Task input Start Marker

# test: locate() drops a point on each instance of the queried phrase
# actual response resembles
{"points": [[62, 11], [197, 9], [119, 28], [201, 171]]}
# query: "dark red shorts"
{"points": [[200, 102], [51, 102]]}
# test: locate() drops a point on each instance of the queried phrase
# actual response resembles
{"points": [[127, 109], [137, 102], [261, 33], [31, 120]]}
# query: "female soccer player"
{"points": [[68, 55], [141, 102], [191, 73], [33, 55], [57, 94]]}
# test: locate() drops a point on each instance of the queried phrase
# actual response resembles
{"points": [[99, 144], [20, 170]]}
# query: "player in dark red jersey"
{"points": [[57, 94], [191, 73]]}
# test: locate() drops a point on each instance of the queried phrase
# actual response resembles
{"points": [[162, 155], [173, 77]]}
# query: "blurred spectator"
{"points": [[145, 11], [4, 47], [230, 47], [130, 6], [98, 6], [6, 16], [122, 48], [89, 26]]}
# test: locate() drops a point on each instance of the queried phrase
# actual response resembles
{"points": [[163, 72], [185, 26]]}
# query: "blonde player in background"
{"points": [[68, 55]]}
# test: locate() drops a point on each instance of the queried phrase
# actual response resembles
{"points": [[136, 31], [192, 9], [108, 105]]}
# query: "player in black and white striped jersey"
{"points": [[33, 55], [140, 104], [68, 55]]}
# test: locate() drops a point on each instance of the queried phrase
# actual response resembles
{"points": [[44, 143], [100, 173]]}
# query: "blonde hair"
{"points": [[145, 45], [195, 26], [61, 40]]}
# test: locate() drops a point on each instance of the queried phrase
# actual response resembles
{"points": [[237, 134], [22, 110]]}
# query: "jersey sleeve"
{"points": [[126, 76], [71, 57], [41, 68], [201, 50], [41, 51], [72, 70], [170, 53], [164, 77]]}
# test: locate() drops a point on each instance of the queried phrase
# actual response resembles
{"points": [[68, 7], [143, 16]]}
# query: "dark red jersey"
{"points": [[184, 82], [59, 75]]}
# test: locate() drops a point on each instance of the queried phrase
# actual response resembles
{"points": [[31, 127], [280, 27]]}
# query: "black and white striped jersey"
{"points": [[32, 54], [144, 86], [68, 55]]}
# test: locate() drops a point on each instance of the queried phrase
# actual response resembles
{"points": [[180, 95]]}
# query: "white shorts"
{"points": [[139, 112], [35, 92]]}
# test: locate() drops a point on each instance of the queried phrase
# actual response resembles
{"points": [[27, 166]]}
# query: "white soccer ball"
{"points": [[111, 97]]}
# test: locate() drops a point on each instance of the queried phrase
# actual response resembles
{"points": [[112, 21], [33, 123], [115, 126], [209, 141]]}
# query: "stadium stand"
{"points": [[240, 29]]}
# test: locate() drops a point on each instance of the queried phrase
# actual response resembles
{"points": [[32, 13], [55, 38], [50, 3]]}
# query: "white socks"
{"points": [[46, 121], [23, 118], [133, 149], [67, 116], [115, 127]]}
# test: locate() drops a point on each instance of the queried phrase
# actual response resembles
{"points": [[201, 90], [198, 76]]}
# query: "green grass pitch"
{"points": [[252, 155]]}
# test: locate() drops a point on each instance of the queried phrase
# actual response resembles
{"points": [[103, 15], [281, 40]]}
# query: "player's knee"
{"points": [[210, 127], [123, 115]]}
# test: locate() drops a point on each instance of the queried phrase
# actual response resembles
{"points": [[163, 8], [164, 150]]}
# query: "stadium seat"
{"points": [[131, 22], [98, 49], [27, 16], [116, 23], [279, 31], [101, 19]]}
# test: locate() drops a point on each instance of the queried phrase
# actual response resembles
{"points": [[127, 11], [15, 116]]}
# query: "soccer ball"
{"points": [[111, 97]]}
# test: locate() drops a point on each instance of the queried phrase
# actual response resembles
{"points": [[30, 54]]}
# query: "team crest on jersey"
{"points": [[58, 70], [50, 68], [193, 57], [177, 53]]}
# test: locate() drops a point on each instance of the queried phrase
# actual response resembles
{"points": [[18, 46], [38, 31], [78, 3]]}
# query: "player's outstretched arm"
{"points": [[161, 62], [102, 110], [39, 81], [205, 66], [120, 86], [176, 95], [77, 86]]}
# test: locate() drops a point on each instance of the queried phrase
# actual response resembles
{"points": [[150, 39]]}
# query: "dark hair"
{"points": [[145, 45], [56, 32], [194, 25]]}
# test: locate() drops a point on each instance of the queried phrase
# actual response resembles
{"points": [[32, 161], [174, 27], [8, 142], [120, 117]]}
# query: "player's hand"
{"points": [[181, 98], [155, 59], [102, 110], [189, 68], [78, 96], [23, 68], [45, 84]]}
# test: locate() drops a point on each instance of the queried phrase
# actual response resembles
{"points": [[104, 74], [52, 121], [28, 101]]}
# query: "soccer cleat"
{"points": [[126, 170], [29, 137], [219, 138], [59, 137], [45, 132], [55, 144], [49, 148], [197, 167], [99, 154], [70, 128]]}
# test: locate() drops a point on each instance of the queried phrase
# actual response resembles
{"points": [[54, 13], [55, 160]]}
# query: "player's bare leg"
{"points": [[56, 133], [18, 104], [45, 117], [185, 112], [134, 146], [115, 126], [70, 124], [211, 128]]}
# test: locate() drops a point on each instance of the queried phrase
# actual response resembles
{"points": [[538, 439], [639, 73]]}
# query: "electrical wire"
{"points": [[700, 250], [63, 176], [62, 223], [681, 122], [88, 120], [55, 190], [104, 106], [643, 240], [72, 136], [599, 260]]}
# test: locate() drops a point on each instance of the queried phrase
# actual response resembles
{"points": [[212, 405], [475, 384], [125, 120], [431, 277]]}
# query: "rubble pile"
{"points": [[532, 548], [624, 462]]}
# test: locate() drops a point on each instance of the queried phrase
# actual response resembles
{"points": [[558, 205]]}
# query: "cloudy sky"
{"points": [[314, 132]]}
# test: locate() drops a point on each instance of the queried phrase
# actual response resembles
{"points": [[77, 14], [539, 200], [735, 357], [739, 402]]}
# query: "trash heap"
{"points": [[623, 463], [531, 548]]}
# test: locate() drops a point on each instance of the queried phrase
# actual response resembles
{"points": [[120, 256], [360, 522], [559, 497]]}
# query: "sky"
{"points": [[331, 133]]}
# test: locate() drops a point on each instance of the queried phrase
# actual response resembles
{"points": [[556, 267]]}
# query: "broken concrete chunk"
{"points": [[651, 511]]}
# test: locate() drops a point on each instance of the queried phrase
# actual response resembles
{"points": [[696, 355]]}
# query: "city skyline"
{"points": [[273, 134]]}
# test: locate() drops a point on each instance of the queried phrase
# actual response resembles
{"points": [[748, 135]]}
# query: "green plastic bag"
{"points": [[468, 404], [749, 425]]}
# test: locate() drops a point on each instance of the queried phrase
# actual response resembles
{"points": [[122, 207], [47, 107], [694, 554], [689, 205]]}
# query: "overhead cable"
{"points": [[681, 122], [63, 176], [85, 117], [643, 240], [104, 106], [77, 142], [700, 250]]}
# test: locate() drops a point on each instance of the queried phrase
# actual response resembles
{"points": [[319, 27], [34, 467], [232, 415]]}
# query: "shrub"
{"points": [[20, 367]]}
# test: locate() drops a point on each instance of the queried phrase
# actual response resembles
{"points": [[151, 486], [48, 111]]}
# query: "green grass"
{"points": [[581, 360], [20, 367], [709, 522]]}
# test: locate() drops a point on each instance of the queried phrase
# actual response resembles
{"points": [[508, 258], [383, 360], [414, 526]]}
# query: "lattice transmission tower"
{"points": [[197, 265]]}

Task input End Marker

## Aim of the exercise
Nothing in the entries should be left out; please reproduce them all exactly.

## Answer
# test: locate() drops a point on each instance of the queried phrase
# actual response resembles
{"points": [[62, 11], [197, 9], [119, 28], [201, 171]]}
# query: "dark red shorts"
{"points": [[200, 102], [51, 102]]}
# test: locate() drops a point on each instance of the queried phrase
# actual response resembles
{"points": [[127, 109], [137, 102], [261, 33], [31, 120]]}
# query: "female soccer player"
{"points": [[68, 55], [141, 102], [191, 73], [33, 55], [57, 94]]}
# test: locate() drops a point on each instance of the queried phrase
# actual response resembles
{"points": [[99, 144], [20, 170]]}
# query: "player in dark red jersey"
{"points": [[57, 94], [191, 73]]}
# test: locate() drops a point on each instance of the queried phrase
# actual response resembles
{"points": [[162, 155], [173, 77]]}
# query: "blurred spectator"
{"points": [[145, 11], [4, 47], [230, 47], [130, 6], [98, 6], [6, 16], [122, 48], [89, 26]]}
# test: locate() drops a point on each instance of the queried phrase
# actual response resembles
{"points": [[163, 72], [185, 26]]}
# query: "blonde player in background"
{"points": [[68, 55]]}
# test: locate() drops a point on each instance of the queried phrase
# actual response resembles
{"points": [[136, 31], [192, 9], [108, 105]]}
# query: "player in black and white striped jersey"
{"points": [[33, 55], [140, 104], [68, 55]]}
# test: locate() drops a point on each instance of the queried phrase
# actual response resembles
{"points": [[44, 143], [100, 173]]}
# query: "blonde hair"
{"points": [[145, 45], [195, 26], [61, 40]]}
# test: locate() drops a point on each instance of the queried phrase
# actual response resembles
{"points": [[237, 134], [22, 110]]}
# query: "jersey sleeve"
{"points": [[126, 76], [71, 57], [41, 68], [201, 50], [41, 51], [72, 70], [170, 53], [164, 77]]}
# test: locate() drops a point on each instance of the queried phrase
# actual response resembles
{"points": [[68, 7], [143, 16]]}
# query: "dark red jersey"
{"points": [[184, 82], [59, 75]]}
# test: locate() drops a point on each instance of the queried phrase
# actual response resembles
{"points": [[31, 127], [280, 27]]}
# query: "black and white striped jersey"
{"points": [[32, 54], [144, 86], [68, 55]]}
# test: locate() drops a point on each instance of the queried phrase
# actual response resembles
{"points": [[180, 95]]}
# query: "white shorts"
{"points": [[139, 112], [35, 92]]}
# test: locate() drops a point on each instance of the queried phrase
# actual response resembles
{"points": [[27, 166]]}
# query: "white soccer ball"
{"points": [[111, 97]]}
# test: locate() drops a point on each instance of the queried phrase
# actual response resembles
{"points": [[112, 21], [33, 123], [115, 126], [209, 141]]}
# query: "stadium stand"
{"points": [[240, 29]]}
# test: locate() drops a point on each instance of the queried phrase
# actual response resembles
{"points": [[32, 13], [55, 38], [50, 3]]}
# query: "white socks"
{"points": [[46, 121], [23, 118], [133, 149], [67, 116], [115, 127]]}
# test: locate() drops a point on each instance of the queried phrase
# actual response resembles
{"points": [[201, 90], [198, 76]]}
# query: "green grass pitch"
{"points": [[252, 155]]}
# test: locate() drops a point on each instance of the queried phrase
# actual response resembles
{"points": [[103, 15], [281, 40]]}
# query: "player's knee"
{"points": [[210, 127], [123, 115]]}
# test: locate() drops a point on each instance of the queried phrase
# actual response resembles
{"points": [[163, 8], [164, 150]]}
# query: "stadium seat"
{"points": [[131, 22], [98, 49], [27, 16], [116, 23], [279, 31], [101, 19]]}
# test: locate() drops a point on each instance of the queried phrase
# actual response resembles
{"points": [[127, 11], [15, 116]]}
# query: "soccer ball"
{"points": [[111, 97]]}
# test: locate() drops a point on each instance of the queried phrase
# actual response resembles
{"points": [[30, 54]]}
# query: "team crest on jersey"
{"points": [[58, 70], [50, 68], [193, 57], [177, 53]]}
# test: locate() drops a point on each instance of the queried phrase
# actual response resembles
{"points": [[18, 46], [38, 31], [78, 3]]}
# query: "player's outstretched arm"
{"points": [[161, 62], [102, 110], [39, 81], [205, 66], [120, 86], [176, 95], [77, 86]]}
# test: locate() drops a point on each instance of the queried phrase
# actual response resembles
{"points": [[150, 39]]}
# query: "dark hair"
{"points": [[145, 45], [56, 32], [194, 25]]}
# test: locate() drops a point on each instance of the queried phrase
# actual response resembles
{"points": [[32, 161], [174, 27], [8, 142], [120, 117]]}
# query: "player's hand"
{"points": [[181, 98], [155, 59], [102, 110], [189, 68], [78, 96], [23, 68], [45, 84]]}
# test: locate() drops a point on each instance of the queried phrase
# actual response resembles
{"points": [[104, 74], [52, 121], [28, 101]]}
# query: "soccer cleat"
{"points": [[126, 170], [29, 137], [219, 138], [59, 137], [45, 132], [55, 144], [49, 148], [197, 167], [99, 154], [70, 128]]}
# test: locate() drops a point on each instance of the queried phrase
# actual response resembles
{"points": [[54, 13], [55, 160]]}
# query: "player's bare leg"
{"points": [[56, 133], [18, 104], [45, 117], [185, 112], [134, 146], [115, 126], [70, 124], [211, 128]]}
# test: locate() drops a point on each instance of the queried phrase
# actual response resembles
{"points": [[538, 439], [639, 73]]}
# query: "electrical wire"
{"points": [[700, 250], [63, 176], [62, 223], [681, 122], [88, 120], [55, 190], [104, 106], [643, 240], [72, 136], [599, 260]]}
# test: locate() drops a point on each instance of the queried phrase
# actual response resembles
{"points": [[212, 405], [475, 384], [125, 120], [431, 277]]}
# query: "rubble pile"
{"points": [[532, 548], [624, 462]]}
# test: locate() drops a point on each instance of the queried phrase
# actual response resembles
{"points": [[558, 205]]}
# query: "cloudy sky"
{"points": [[314, 132]]}
# test: locate() drops a point on each instance of the queried phrase
# actual response resembles
{"points": [[77, 14], [539, 200], [735, 357], [739, 402]]}
# query: "trash heap"
{"points": [[623, 463], [531, 548]]}
# test: locate() drops a point on each instance of the queried phrase
# actual response resembles
{"points": [[120, 256], [360, 522], [559, 497]]}
# query: "sky"
{"points": [[331, 133]]}
# test: locate() drops a point on each instance of the queried phrase
# actual response resembles
{"points": [[556, 267]]}
# query: "broken concrete chunk"
{"points": [[651, 511]]}
# test: locate() drops a point on each instance of the queried phrase
# actual response resembles
{"points": [[696, 355]]}
# query: "city skyline"
{"points": [[273, 134]]}
# test: locate() drops a point on each instance of the queried phrase
# actual response resembles
{"points": [[748, 135]]}
# query: "green plastic bag"
{"points": [[468, 404], [749, 425]]}
# test: locate() drops a point on each instance of the queried phrase
# actual response resembles
{"points": [[122, 207], [47, 107], [694, 554], [689, 205]]}
# query: "overhead cable"
{"points": [[681, 122], [63, 176], [85, 117], [643, 240], [104, 106], [77, 142], [700, 250]]}
# test: locate() drops a point on each instance of the queried phrase
# actual response resembles
{"points": [[319, 27], [34, 467], [232, 415]]}
# query: "shrub"
{"points": [[20, 367]]}
# test: locate() drops a point on each instance of the queried phrase
# actual response resembles
{"points": [[151, 486], [48, 111]]}
# query: "green grass"
{"points": [[581, 360], [20, 367], [709, 522]]}
# test: locate() drops a point on each instance of the queried phrase
# actual response resembles
{"points": [[508, 258], [383, 360], [414, 526]]}
# query: "lattice transmission tower"
{"points": [[197, 265]]}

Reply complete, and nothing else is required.